Start of RECORDS FOR THIS TASK

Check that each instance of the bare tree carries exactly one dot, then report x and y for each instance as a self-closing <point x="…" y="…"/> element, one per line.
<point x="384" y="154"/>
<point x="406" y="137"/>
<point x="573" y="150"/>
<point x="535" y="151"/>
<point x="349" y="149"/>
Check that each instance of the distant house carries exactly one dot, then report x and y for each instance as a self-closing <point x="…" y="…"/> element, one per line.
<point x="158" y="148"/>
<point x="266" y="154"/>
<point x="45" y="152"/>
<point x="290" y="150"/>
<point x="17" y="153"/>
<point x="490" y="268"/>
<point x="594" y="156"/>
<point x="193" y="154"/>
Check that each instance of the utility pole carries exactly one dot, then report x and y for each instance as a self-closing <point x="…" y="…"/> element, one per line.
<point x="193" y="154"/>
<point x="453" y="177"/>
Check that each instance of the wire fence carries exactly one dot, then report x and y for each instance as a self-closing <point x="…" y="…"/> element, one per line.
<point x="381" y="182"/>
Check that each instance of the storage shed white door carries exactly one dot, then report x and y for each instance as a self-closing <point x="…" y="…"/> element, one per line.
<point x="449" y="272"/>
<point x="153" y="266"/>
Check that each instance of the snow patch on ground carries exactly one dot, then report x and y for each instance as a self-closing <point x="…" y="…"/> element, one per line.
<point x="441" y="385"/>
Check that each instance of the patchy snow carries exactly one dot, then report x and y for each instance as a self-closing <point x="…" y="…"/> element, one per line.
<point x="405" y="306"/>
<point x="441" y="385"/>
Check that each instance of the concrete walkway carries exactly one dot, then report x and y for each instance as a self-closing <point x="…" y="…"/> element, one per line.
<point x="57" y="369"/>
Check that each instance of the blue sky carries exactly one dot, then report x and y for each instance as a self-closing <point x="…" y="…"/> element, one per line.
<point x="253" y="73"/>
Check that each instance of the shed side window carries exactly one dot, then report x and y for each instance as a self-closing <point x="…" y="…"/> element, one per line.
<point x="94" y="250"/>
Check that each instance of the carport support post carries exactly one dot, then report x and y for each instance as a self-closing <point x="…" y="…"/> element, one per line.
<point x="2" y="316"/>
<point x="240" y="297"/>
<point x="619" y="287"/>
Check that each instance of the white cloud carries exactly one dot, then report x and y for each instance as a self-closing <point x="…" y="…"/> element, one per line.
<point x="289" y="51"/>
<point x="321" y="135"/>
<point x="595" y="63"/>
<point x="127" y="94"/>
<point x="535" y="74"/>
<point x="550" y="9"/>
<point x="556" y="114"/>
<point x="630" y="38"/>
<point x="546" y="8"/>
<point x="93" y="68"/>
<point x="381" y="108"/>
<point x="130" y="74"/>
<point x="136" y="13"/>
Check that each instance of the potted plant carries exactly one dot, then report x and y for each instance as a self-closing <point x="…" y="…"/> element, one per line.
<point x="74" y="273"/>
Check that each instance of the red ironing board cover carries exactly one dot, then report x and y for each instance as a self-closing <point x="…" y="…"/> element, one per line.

End of RECORDS FOR THIS TASK

**AIM OF THE TASK**
Word for word, write out all of the entries again.

**ANSWER AREA**
Check that each instance of the bare tree carries exactly one dot, then report x and y for each instance as a self-closing <point x="…" y="…"/> element, one per line.
<point x="384" y="154"/>
<point x="406" y="137"/>
<point x="573" y="150"/>
<point x="535" y="151"/>
<point x="349" y="149"/>
Check that each instance of the distant house carries exactly one dot, then report x and y for each instance as a self-closing <point x="…" y="…"/> element, one per line.
<point x="158" y="148"/>
<point x="266" y="154"/>
<point x="45" y="152"/>
<point x="290" y="150"/>
<point x="17" y="153"/>
<point x="490" y="268"/>
<point x="594" y="156"/>
<point x="193" y="154"/>
Check that each instance of the utility pole carries exactly one dot, then report x and y for each instance as a self-closing <point x="…" y="…"/> element, one per line.
<point x="193" y="154"/>
<point x="453" y="177"/>
Check that each instance of the wire fence carries exactly one dot, then report x and y for each instance as a self-closing <point x="…" y="…"/> element, one per line.
<point x="381" y="182"/>
Check that each instance of the storage shed white door carries exactly one dot, then report x and y for each instance as a self-closing <point x="…" y="…"/> element, one per line.
<point x="449" y="272"/>
<point x="153" y="266"/>
Check that each instance of the snow patch on ground carries exactly one dot, then report x and y for each instance as a self-closing <point x="…" y="…"/> element, one per line.
<point x="441" y="385"/>
Check that each instance of the patchy snow carries exactly one dot, then report x and y for each instance as a self-closing <point x="…" y="…"/> element, one per line.
<point x="405" y="306"/>
<point x="441" y="385"/>
Check that each instance of the concrete walkway carries exactly one dot, then report x and y for each instance as a self-closing <point x="…" y="…"/> element, one per line.
<point x="57" y="369"/>
Check that each instance of the blue sky carries exactly one dot, then report x and y for each instance as a self-closing <point x="…" y="…"/> element, one per line.
<point x="253" y="73"/>
Check that each instance of the shed side window carries exactly one dot, then report x and y for each instance as a self-closing <point x="…" y="…"/> element, one per line.
<point x="94" y="250"/>
Check that each instance of the carport support post carries exactly one dot, then report x and y for each instance as a self-closing <point x="…" y="…"/> element, one per line.
<point x="2" y="316"/>
<point x="240" y="297"/>
<point x="619" y="287"/>
Check that each instance of the white cloud carries exactly one dot, then report x and y for each instance as a self-closing <point x="…" y="…"/> element, one per line.
<point x="289" y="51"/>
<point x="321" y="135"/>
<point x="595" y="63"/>
<point x="127" y="94"/>
<point x="535" y="74"/>
<point x="550" y="9"/>
<point x="556" y="114"/>
<point x="630" y="38"/>
<point x="546" y="8"/>
<point x="93" y="68"/>
<point x="381" y="108"/>
<point x="130" y="74"/>
<point x="136" y="13"/>
Check that each instance of the potted plant carries exactly one dot, then report x and y for each instance as a self-closing <point x="…" y="…"/> element, one per line.
<point x="74" y="273"/>
Check that each instance of the red ironing board cover carries exactly one dot, then report x and y for each instance as a self-closing <point x="…" y="…"/> element, one per line.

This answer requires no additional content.